◆ PROBLEM DESCRIPTION
Using the entries below, write out the line with "Each instance receives one keypoint. Mark the utility", the line with "Each instance receives one keypoint. Mark the tire", and every line in between, exactly as each is written.

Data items

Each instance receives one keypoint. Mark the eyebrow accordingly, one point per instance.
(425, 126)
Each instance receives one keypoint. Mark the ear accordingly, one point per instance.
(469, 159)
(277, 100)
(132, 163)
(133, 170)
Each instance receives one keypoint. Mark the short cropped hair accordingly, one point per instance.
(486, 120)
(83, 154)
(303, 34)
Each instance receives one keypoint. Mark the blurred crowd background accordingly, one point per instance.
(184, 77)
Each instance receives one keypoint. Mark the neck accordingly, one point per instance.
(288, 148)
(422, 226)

--

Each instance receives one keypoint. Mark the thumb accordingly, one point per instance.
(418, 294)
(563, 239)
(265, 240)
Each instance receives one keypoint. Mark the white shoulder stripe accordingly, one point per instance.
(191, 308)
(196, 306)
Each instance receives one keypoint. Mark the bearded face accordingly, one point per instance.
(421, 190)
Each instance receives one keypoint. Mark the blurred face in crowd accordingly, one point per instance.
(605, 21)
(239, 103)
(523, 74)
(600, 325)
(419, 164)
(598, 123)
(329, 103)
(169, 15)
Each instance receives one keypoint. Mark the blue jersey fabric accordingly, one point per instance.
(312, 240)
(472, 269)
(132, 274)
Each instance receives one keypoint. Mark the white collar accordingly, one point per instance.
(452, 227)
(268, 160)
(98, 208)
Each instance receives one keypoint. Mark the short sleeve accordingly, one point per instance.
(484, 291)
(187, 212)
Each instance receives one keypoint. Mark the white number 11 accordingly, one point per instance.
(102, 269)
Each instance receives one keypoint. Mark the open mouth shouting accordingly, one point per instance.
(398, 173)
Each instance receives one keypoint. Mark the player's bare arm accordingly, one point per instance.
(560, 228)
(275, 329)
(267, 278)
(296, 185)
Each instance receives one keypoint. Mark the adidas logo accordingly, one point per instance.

---

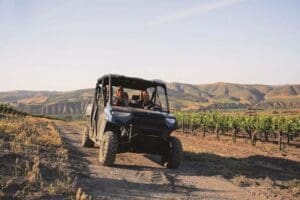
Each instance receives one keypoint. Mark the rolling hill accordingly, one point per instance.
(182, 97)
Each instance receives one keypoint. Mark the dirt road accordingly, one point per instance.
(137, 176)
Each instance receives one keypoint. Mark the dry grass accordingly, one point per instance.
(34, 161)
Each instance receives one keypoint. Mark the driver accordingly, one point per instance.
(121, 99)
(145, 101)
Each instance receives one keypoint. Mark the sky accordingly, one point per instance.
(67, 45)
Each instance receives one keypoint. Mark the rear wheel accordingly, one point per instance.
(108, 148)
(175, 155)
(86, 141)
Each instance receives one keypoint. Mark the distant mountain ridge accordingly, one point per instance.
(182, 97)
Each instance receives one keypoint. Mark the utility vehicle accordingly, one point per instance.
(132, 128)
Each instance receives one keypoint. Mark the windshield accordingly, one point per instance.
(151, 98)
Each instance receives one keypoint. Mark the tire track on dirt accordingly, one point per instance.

◆ WRITTEN ANSWER
Each instance receives one keypoint. Mark the utility vehicle accordingly, one point per instance.
(132, 128)
Each instance receives one keypoint. Mark the windshield accordingly, one point per instance.
(151, 98)
Each instance receives one keypoint. Mark the tire track on dirt accordingly, one point per instance.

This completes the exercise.